EXERCISE MATERIAL ▸

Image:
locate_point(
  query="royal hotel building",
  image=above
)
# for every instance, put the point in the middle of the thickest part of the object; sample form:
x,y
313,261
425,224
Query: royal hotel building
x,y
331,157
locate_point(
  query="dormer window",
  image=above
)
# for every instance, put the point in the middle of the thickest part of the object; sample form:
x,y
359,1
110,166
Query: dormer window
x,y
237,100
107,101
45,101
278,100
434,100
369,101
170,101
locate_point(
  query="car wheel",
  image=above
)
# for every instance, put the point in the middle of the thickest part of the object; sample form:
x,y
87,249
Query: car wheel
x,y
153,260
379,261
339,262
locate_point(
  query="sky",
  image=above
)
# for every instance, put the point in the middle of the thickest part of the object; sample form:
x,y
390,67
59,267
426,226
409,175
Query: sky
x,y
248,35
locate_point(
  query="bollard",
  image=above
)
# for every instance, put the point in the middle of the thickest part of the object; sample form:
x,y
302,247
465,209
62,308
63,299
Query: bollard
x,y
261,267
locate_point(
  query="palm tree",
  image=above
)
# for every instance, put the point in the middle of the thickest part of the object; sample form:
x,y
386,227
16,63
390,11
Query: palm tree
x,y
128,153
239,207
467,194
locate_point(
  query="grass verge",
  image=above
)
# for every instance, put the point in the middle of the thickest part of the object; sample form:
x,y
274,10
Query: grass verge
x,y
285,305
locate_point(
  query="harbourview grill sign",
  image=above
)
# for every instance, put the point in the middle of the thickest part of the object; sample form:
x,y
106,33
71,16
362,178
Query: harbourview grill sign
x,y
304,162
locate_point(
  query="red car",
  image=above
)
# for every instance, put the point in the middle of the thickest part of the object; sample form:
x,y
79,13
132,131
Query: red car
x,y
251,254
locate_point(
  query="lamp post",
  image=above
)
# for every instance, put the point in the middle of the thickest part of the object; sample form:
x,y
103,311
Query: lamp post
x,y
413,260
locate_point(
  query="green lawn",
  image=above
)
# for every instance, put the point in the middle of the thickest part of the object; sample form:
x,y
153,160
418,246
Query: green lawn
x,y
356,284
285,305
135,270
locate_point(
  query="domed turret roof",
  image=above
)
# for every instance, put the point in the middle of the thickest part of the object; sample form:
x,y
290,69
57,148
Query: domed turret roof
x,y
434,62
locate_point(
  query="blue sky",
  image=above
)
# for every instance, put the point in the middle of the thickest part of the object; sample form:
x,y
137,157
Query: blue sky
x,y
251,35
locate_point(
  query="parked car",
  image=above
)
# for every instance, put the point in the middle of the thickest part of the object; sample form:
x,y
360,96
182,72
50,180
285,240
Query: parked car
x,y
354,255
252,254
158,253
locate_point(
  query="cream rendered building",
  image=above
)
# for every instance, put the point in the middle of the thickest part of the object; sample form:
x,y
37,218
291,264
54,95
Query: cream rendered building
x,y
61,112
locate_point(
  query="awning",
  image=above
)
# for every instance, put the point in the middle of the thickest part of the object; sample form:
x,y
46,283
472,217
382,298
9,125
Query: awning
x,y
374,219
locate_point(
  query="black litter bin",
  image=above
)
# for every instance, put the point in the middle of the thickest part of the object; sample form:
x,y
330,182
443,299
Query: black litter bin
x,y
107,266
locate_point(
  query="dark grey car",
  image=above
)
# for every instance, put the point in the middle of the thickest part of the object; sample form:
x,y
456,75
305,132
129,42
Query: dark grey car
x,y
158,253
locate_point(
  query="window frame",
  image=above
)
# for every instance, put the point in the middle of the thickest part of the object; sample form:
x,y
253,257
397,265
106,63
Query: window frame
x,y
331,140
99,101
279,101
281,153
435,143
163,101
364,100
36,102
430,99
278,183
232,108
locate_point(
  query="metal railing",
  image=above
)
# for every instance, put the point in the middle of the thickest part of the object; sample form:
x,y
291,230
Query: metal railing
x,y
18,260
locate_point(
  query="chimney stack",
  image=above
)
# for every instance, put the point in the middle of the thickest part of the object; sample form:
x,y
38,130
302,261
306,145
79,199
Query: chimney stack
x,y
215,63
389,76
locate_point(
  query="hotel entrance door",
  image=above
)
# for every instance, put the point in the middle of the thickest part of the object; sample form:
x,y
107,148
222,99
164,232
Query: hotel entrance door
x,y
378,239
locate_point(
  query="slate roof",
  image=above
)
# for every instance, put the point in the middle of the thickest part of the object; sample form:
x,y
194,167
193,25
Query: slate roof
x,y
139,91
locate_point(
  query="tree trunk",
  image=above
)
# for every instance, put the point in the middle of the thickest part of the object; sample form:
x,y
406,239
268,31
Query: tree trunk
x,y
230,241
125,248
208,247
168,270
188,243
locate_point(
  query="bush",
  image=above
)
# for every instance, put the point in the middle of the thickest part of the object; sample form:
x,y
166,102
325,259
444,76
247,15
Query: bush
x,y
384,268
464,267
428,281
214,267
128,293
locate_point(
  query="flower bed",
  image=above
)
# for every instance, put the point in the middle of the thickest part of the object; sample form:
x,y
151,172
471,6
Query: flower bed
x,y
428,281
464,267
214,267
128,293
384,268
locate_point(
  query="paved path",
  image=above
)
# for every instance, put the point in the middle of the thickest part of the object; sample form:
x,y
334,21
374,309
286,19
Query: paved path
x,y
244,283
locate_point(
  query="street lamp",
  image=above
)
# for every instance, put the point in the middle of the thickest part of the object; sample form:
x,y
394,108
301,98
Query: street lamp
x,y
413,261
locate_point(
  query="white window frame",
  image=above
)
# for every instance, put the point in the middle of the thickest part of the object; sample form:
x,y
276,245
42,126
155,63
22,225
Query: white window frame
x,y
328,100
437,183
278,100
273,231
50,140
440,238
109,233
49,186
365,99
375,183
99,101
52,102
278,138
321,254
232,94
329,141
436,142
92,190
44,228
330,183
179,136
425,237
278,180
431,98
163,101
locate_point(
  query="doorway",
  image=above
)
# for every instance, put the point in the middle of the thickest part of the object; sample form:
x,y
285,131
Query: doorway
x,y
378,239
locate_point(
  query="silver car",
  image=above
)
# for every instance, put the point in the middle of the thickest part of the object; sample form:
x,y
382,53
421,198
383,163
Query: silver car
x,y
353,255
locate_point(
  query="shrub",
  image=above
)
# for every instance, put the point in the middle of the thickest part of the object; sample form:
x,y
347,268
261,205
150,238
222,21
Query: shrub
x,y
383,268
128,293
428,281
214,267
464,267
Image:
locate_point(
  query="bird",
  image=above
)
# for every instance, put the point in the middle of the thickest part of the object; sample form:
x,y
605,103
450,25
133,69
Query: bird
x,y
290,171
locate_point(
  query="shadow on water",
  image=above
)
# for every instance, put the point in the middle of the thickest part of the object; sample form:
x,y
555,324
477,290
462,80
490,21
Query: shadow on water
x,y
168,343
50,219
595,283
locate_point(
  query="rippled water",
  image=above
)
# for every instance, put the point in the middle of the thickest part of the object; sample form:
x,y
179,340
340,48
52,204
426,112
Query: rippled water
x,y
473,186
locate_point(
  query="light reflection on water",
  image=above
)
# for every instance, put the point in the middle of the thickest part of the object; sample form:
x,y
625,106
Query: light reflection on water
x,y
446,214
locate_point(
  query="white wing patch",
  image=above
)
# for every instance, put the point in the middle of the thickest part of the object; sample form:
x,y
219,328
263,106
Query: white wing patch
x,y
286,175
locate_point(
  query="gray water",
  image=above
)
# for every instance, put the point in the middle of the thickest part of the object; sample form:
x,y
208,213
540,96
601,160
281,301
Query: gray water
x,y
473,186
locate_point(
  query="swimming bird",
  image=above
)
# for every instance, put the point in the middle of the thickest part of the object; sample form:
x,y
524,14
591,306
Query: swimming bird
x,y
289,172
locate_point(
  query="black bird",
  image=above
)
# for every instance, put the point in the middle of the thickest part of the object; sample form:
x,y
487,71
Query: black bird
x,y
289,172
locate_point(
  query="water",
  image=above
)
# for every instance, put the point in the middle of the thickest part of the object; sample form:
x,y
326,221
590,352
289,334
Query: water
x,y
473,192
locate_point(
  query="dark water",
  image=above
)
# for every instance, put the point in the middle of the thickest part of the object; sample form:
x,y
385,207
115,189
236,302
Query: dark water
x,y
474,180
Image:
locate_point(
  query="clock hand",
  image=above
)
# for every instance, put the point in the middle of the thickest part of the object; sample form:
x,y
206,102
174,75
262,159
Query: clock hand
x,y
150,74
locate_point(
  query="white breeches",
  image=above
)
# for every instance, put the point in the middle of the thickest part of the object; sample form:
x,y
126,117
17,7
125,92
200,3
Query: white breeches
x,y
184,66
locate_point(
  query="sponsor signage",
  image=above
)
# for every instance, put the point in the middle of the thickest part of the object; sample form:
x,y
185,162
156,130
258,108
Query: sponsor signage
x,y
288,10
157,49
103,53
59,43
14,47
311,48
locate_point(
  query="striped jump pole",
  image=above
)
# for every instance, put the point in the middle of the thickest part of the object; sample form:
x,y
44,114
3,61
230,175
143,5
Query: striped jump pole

INSTRUCTIONS FOR THE TASK ▸
For this listing, copy out every line that includes the word "jump".

WRITTEN RESPONSE ▸
  query="striped jump pole",
Query: striped jump pole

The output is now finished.